Your task is to print the material below exactly as presented.

*** LISTED RECORDS ***

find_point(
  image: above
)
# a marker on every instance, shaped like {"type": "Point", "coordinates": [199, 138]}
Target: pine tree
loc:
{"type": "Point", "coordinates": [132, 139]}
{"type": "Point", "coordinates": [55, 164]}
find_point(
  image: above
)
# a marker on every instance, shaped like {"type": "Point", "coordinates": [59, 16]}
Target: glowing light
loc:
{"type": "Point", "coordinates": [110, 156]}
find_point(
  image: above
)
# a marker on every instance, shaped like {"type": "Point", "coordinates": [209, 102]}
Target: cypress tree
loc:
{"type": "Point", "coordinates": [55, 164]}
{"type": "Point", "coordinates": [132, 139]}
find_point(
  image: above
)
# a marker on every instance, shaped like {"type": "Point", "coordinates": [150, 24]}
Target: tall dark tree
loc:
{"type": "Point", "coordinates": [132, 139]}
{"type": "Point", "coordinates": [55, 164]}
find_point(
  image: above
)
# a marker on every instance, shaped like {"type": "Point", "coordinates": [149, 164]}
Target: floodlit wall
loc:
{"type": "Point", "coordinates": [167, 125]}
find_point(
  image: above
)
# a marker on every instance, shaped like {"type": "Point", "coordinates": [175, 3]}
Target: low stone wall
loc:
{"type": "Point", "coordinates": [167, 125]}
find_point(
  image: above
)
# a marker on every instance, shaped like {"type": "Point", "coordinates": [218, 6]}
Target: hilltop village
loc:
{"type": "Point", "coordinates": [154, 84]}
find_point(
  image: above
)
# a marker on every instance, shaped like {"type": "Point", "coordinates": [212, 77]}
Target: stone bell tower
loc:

***

(TASK SOLUTION):
find_point(
  image: above
)
# a marker on every instance, shaped like {"type": "Point", "coordinates": [199, 138]}
Target: pine tree
loc:
{"type": "Point", "coordinates": [132, 139]}
{"type": "Point", "coordinates": [55, 164]}
find_point(
  image: above
)
# a marker on every instance, shaped like {"type": "Point", "coordinates": [59, 16]}
Target: glowing light
loc:
{"type": "Point", "coordinates": [110, 156]}
find_point(
  image: above
)
# a marker on every instance, shaped like {"type": "Point", "coordinates": [209, 102]}
Target: cypress tree
loc:
{"type": "Point", "coordinates": [55, 164]}
{"type": "Point", "coordinates": [132, 139]}
find_point(
  image: above
)
# a marker on every instance, shaped like {"type": "Point", "coordinates": [150, 24]}
Target: tall dark tree
loc:
{"type": "Point", "coordinates": [132, 139]}
{"type": "Point", "coordinates": [55, 164]}
find_point(
  image: above
)
# a marker on every instance, shaped like {"type": "Point", "coordinates": [149, 164]}
Target: floodlit wall
loc:
{"type": "Point", "coordinates": [167, 125]}
find_point(
  image: above
)
# a marker on every instance, shaped like {"type": "Point", "coordinates": [175, 3]}
Target: low stone wall
loc:
{"type": "Point", "coordinates": [167, 125]}
find_point(
  image: above
)
# a marker on every instance, shaped like {"type": "Point", "coordinates": [218, 6]}
Target: hilltop village
loc:
{"type": "Point", "coordinates": [154, 84]}
find_point(
  image: above
)
# a marker on every instance, shaped like {"type": "Point", "coordinates": [212, 77]}
Target: stone bell tower
loc:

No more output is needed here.